Every entry must be duplicated precisely as written.

*****

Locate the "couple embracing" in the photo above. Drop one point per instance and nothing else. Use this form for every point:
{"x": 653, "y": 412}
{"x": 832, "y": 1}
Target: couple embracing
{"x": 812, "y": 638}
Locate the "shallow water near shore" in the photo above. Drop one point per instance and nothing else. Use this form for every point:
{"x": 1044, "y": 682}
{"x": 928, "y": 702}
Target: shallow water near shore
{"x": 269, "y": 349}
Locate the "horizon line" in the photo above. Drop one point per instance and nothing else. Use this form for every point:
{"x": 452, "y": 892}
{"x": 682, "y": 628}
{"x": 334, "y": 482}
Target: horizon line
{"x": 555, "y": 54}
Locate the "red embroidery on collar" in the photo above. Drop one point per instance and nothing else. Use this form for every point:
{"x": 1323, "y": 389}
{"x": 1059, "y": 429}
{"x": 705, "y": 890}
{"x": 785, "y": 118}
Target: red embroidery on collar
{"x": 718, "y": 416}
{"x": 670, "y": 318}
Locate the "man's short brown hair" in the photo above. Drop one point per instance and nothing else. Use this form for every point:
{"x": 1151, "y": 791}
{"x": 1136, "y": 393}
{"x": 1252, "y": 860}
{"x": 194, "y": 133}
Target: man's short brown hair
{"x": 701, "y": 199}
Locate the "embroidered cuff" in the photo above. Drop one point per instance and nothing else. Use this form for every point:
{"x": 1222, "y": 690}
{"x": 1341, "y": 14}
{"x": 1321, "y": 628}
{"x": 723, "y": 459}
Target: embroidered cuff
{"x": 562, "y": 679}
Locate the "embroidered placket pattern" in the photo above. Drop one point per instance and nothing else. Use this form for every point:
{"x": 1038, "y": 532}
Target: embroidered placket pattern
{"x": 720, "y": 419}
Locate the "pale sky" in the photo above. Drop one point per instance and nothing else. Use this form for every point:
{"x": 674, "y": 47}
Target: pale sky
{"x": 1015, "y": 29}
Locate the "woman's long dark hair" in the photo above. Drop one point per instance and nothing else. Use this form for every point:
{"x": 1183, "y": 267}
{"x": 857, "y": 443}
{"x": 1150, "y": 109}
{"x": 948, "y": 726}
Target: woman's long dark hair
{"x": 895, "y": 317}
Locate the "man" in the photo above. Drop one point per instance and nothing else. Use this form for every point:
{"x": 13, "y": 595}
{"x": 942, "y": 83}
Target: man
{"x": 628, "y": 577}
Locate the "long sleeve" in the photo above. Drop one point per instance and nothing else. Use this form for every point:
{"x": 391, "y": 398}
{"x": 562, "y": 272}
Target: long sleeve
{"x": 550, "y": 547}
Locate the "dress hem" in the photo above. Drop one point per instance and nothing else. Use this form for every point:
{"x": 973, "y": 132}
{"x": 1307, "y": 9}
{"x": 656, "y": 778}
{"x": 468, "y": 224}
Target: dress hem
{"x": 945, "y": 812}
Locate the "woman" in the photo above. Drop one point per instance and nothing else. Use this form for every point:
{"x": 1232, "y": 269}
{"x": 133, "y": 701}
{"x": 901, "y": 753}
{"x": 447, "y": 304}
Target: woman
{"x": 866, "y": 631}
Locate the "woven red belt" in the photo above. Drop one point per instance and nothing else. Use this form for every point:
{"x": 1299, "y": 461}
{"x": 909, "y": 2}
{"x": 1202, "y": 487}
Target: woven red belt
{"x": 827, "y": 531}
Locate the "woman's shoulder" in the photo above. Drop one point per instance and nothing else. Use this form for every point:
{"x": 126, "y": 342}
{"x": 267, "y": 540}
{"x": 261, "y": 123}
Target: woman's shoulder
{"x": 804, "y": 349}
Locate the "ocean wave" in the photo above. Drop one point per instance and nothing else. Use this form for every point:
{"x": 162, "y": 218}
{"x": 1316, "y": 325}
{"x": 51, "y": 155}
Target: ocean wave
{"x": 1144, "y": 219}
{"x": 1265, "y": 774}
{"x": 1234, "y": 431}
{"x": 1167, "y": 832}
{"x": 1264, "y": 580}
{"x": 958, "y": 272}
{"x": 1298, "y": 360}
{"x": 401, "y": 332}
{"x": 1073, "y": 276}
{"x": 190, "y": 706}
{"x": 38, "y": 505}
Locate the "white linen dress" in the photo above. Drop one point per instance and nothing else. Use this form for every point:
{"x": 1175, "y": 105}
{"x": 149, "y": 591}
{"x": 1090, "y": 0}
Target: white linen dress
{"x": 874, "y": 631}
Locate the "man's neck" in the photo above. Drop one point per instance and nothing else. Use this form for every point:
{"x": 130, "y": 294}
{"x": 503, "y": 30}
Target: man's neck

*****

▸ The output:
Locate the "couple embracing" in the photo above. Drop one point per instance and nothing else. Use this form for every point:
{"x": 653, "y": 412}
{"x": 832, "y": 1}
Target: couple embracing
{"x": 812, "y": 638}
Locate the "shallow water near shore" in the photo above. Drop one point per instance and nothing else. Use this form for every point:
{"x": 1044, "y": 682}
{"x": 928, "y": 702}
Target: shallow water near shore
{"x": 269, "y": 349}
Locate the "horizon line" in the photo above. Drop one point per instance and nothing else. Use this form for every point:
{"x": 452, "y": 892}
{"x": 682, "y": 628}
{"x": 334, "y": 482}
Target: horizon line
{"x": 555, "y": 54}
Locate the "red embroidery on collar" in the photo above. Drop one point per instance and nothing else. Use this form for every point:
{"x": 1323, "y": 389}
{"x": 1059, "y": 429}
{"x": 705, "y": 890}
{"x": 785, "y": 118}
Target: red embroidery on collar
{"x": 718, "y": 416}
{"x": 670, "y": 318}
Locate the "man's short brown hair" in the photo above. Drop one point per instance and nothing else. Use this form for every point:
{"x": 1151, "y": 791}
{"x": 1136, "y": 393}
{"x": 1252, "y": 860}
{"x": 194, "y": 133}
Target: man's short brown hair
{"x": 701, "y": 199}
Locate the "embroidered cuff" in the photo above. Drop one point per instance and nothing else. Use this form for every point:
{"x": 1222, "y": 690}
{"x": 1341, "y": 14}
{"x": 1321, "y": 628}
{"x": 723, "y": 459}
Target: embroidered cuff
{"x": 562, "y": 679}
Locate the "embroidered placket pattern" in the photo above. Drop one point per instance and nothing else. Use this form for every point:
{"x": 1038, "y": 532}
Target: embroidered placket pattern
{"x": 720, "y": 419}
Locate the "pale sky" in the photo above. Drop one point per instance and nothing else. Use this form for every point:
{"x": 674, "y": 47}
Target: pale sky
{"x": 1015, "y": 29}
Locate the "woman's long dark hair" in the photo above. Drop one point per instance and nothing else. Use this form for every point:
{"x": 1183, "y": 267}
{"x": 857, "y": 443}
{"x": 1150, "y": 109}
{"x": 948, "y": 726}
Target: woman's long dark hair
{"x": 895, "y": 317}
Locate the "man" in the photo above. Drop one point per instance and nothing else. Use this form for every point:
{"x": 13, "y": 595}
{"x": 942, "y": 83}
Target: man
{"x": 628, "y": 577}
Locate the "long sleeve" in the photo above. Drop one point per instance and nothing else. Use this form for every point:
{"x": 391, "y": 398}
{"x": 562, "y": 272}
Target: long sleeve
{"x": 550, "y": 547}
Locate the "dress hem" in the photo above. Drop one point per instance and nothing else. Use this form for every point:
{"x": 973, "y": 132}
{"x": 1307, "y": 9}
{"x": 656, "y": 778}
{"x": 468, "y": 224}
Target: dress hem
{"x": 945, "y": 812}
Locate the "woman" in the photo above. Drop one point per instance and nothing else. Use this form for every point:
{"x": 1232, "y": 269}
{"x": 133, "y": 701}
{"x": 901, "y": 753}
{"x": 447, "y": 304}
Target: woman
{"x": 866, "y": 631}
Locate the "woven red belt" in the photo above. Drop one point per instance and nothing else. Use this form for every point:
{"x": 1299, "y": 461}
{"x": 909, "y": 2}
{"x": 1202, "y": 487}
Target: woven red belt
{"x": 827, "y": 531}
Locate the "woman's shoulder" in the photo above. Drop one point per instance and nothing else. Use this form for every point:
{"x": 126, "y": 342}
{"x": 267, "y": 540}
{"x": 261, "y": 123}
Target: woman's shoulder
{"x": 804, "y": 349}
Locate the "ocean wave" in the photo above. Drop one point per instance and nothing else. Use this form for every point:
{"x": 162, "y": 218}
{"x": 1316, "y": 325}
{"x": 51, "y": 155}
Target: ocean wave
{"x": 1144, "y": 219}
{"x": 1265, "y": 774}
{"x": 1234, "y": 431}
{"x": 1167, "y": 832}
{"x": 1264, "y": 580}
{"x": 958, "y": 272}
{"x": 1298, "y": 360}
{"x": 401, "y": 332}
{"x": 1073, "y": 276}
{"x": 190, "y": 706}
{"x": 38, "y": 505}
Locate the "white linen dress" in the photo above. Drop one point per instance and nothing else. Use this form for every point:
{"x": 1175, "y": 105}
{"x": 149, "y": 591}
{"x": 1090, "y": 0}
Target: white linen dress
{"x": 874, "y": 631}
Locate the "man's neck" in the photo above. Drop one point per instance and nothing else. Use this form for every point:
{"x": 130, "y": 294}
{"x": 503, "y": 30}
Target: man's neck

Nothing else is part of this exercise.